>> begin Given information
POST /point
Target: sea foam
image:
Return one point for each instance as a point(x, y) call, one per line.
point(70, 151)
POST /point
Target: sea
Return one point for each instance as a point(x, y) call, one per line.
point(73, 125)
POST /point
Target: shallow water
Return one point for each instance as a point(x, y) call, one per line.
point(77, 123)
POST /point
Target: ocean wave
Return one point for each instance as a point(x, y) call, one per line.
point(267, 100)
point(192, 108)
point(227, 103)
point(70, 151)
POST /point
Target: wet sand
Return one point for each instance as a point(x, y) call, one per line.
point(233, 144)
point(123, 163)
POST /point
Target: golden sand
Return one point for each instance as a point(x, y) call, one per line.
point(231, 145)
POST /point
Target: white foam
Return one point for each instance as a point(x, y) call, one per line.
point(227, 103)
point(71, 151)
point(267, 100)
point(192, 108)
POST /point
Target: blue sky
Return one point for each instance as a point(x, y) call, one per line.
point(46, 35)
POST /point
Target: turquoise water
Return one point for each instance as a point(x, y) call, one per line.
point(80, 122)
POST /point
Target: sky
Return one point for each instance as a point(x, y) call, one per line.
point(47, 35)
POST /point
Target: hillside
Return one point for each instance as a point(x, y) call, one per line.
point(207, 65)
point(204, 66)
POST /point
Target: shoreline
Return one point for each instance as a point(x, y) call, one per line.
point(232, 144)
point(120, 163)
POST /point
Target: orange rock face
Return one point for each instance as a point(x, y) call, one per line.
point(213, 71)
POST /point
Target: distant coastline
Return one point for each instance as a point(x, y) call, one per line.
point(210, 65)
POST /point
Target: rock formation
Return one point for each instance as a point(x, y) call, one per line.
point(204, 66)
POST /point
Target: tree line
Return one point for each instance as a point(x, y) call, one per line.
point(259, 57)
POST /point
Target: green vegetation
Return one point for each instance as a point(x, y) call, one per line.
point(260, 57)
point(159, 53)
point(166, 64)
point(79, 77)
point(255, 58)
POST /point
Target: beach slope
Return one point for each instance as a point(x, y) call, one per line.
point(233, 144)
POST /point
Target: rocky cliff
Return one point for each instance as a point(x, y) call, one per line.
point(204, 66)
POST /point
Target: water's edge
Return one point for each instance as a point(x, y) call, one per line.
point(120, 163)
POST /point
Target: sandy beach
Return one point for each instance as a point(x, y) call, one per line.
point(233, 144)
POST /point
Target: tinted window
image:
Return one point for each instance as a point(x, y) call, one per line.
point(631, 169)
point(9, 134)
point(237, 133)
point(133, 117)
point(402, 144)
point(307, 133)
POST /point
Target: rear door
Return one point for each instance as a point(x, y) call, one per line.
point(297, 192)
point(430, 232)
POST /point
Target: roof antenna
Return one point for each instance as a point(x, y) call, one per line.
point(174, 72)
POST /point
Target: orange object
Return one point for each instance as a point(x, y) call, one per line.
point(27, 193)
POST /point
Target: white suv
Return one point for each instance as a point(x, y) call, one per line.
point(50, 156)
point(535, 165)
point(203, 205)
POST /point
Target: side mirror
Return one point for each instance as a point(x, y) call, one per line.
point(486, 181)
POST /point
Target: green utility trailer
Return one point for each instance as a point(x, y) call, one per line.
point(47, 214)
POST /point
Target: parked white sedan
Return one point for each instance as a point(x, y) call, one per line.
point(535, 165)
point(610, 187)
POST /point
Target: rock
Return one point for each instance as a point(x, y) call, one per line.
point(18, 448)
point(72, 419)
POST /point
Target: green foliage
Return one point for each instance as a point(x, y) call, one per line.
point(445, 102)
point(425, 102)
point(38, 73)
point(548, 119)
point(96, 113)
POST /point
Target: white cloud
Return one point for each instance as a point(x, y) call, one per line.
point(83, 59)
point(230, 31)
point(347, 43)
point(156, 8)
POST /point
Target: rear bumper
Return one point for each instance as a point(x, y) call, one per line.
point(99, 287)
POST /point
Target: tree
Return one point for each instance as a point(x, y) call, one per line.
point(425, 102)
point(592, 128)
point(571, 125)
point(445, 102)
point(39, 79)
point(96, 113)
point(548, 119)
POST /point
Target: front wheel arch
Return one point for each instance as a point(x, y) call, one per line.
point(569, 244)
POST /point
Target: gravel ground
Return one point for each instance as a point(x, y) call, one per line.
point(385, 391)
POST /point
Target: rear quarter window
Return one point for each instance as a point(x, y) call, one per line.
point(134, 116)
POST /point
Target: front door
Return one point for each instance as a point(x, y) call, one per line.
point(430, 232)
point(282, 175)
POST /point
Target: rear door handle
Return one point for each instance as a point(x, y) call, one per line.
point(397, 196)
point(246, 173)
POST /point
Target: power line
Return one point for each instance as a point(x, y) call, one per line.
>> end Given information
◆ **Written instruction**:
Write out the entire listing exactly.

◆ **Solution for this problem**:
POST /point
Target: sea foam
image:
Return one point for each instance as a point(x, y) call, one per line.
point(70, 151)
POST /point
Target: sea
Return one point for each instance as a point(x, y) call, one per line.
point(73, 125)
POST /point
Target: shallow water
Return one point for each instance as a point(x, y) call, one per line.
point(77, 123)
POST /point
Target: ocean wave
Return one point for each instance as a point(x, y) call, one per line.
point(267, 100)
point(192, 108)
point(227, 103)
point(70, 151)
POST /point
Target: wet sand
Return one point for each instance as a point(x, y) call, one per line.
point(233, 144)
point(123, 163)
POST /point
Target: golden sand
Return one point for each instance as a point(x, y) call, one per line.
point(231, 145)
POST /point
Target: white foam
Return one point for each instance as a point(x, y) call, one per line.
point(227, 103)
point(71, 151)
point(267, 100)
point(192, 108)
POST /point
Target: blue sky
Return one point for each instance as a point(x, y) call, one per line.
point(46, 35)
POST /point
Target: turquoise water
Return one point for each instance as a point(x, y) call, one per line.
point(80, 122)
POST /point
Target: sky
Return one point for each instance as a point(x, y) call, one per line.
point(47, 35)
POST /point
Target: hillside
Return one point for each instance as a point(x, y) call, one per line.
point(207, 65)
point(204, 66)
POST /point
Target: shoreline
Return one point for each instance as a point(x, y) call, one per line.
point(232, 144)
point(120, 163)
POST /point
Target: orange rock face
Return one point for each instance as a point(x, y) call, one per line.
point(213, 71)
POST /point
Target: distant coastline
Return one point for each instance as a point(x, y) call, one per line.
point(210, 65)
POST /point
Target: rock formation
Return one point for each instance as a point(x, y) call, one per line.
point(204, 66)
POST /point
Target: tree line
Return one point for each instance as a point(x, y) call, one per line.
point(259, 57)
POST /point
Target: green vegetation
Return one point for each instance as a point(x, y) call, one per line.
point(260, 57)
point(159, 53)
point(166, 64)
point(79, 77)
point(255, 58)
POST /point
Target: beach slope
Return one point for each instance as a point(x, y) call, one per line.
point(233, 144)
POST /point
Target: rocky cliff
Return one point for each instance as a point(x, y) call, one per line.
point(204, 66)
POST /point
Target: water's edge
Return one point for each instance as a point(x, y) call, one per line.
point(120, 163)
POST /point
Target: sandy beach
Return one point for each instance as a point(x, y) call, one per line.
point(233, 144)
POST /point
Target: tinted window
image:
Return one point for each instance as a point(x, y) call, one per line.
point(631, 169)
point(9, 134)
point(237, 133)
point(133, 117)
point(402, 144)
point(307, 133)
POST /point
Target: rear door
Return one point for each instance as a point(x, y) call, one per line.
point(297, 192)
point(430, 232)
POST /point
Target: roof antenna
Return one point for each instance as a point(x, y) call, one per line.
point(174, 72)
POST /point
Target: orange object
Return one point for each instance as a point(x, y) call, one per line.
point(27, 193)
POST /point
Target: white suv
Return one point for each instance as a point(x, y) call, one per line.
point(50, 156)
point(535, 165)
point(203, 205)
POST /point
Target: side mirror
Return one point for each instance as a point(x, y) call, one per line.
point(486, 181)
POST /point
Target: green utility trailer
Return one point for each instance as a point(x, y) call, one per line.
point(47, 214)
POST /point
Target: parked white sedan
Return one point for each instance as a point(x, y) call, one per line.
point(535, 165)
point(610, 187)
POST /point
Target: rock
Return one point for each instance as a point(x, y) call, one per line.
point(18, 448)
point(72, 419)
POST /point
Target: green foliage
Return one point for each instance as a point(x, y) call, one per line.
point(445, 102)
point(425, 102)
point(38, 73)
point(548, 119)
point(96, 113)
POST /point
Target: white cloud
Return one point for each instance as a point(x, y) call, one per line.
point(83, 59)
point(230, 31)
point(347, 43)
point(156, 8)
POST /point
Target: rear bumper
Return one point for each instance as a point(x, y) call, one per line.
point(99, 287)
POST /point
Target: tree
Return one point for each instance as a point(x, y) call, one per line.
point(425, 102)
point(592, 128)
point(571, 125)
point(445, 102)
point(39, 79)
point(96, 113)
point(548, 119)
POST /point
Target: front wheel arch
Return one point for each instance as a point(x, y) call, one per line.
point(569, 244)
POST /point
Target: gravel ground
Return one point for each instance as a point(x, y) call, one per line.
point(385, 391)
POST /point
Target: rear quarter window
Return one point for each instance as a point(x, y) call, one per line.
point(134, 116)
POST /point
Target: front door
Return one point for each instance as a point(x, y) call, one per line.
point(430, 232)
point(282, 175)
POST /point
Target: rear door handle
Return one point for each instance as a point(x, y) call, one per line.
point(397, 196)
point(246, 173)
POST /point
Target: power line
Return one point for each instance as a point(x, y) call, one per line.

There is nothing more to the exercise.